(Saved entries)

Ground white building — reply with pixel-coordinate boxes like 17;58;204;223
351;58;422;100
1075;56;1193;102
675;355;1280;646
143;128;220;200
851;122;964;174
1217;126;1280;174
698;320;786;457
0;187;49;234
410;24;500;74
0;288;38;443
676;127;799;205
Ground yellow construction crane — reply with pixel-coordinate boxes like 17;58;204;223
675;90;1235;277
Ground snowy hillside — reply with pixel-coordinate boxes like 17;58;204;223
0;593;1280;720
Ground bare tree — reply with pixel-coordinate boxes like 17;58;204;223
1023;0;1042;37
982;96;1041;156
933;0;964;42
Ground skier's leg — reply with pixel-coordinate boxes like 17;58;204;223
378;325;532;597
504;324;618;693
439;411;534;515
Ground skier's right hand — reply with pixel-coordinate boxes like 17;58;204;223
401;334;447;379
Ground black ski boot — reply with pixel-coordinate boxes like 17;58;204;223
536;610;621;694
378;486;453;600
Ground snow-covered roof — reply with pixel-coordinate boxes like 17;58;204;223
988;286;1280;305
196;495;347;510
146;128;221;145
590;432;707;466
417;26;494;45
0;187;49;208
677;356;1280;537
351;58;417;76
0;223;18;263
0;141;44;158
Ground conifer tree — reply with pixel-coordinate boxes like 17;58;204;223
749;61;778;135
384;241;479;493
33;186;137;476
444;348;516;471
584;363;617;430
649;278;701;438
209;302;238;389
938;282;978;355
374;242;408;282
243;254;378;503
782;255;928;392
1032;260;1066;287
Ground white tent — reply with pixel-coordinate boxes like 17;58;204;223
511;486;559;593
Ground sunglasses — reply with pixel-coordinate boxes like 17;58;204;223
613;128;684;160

**Task goal:** Starting at the line containing "Ground black ski" and ending at the line containing "0;141;44;158", recast those lines as a Markdown table with columns named Row and Line, numbering each row and skipping blank lines.

**Response below:**
| Row | Line |
|---|---|
| 1 | Ground black ski boot — reply with pixel-coordinate boxes like 17;58;204;223 |
| 2 | 536;610;621;694 |
| 3 | 378;486;453;600 |
| 4 | Ground snow-covered roof — reply with pixel-coordinate boxes like 17;58;204;223 |
| 5 | 988;286;1280;305 |
| 6 | 196;495;347;510 |
| 7 | 146;128;221;145 |
| 8 | 590;432;707;466 |
| 9 | 417;26;494;45 |
| 10 | 0;187;49;208 |
| 11 | 677;356;1280;537 |
| 12 | 351;58;417;76 |
| 13 | 0;223;18;263 |
| 14 | 0;141;44;158 |